Stored entries:
* Start *

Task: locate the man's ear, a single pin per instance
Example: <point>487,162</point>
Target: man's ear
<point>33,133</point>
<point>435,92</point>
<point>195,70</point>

* End *

• **Job**:
Quote the material above line for line, with no changes.

• **Written solution**:
Task: locate the man's ear, a single pin per instance
Example: <point>487,162</point>
Target: man's ear
<point>33,133</point>
<point>435,92</point>
<point>195,70</point>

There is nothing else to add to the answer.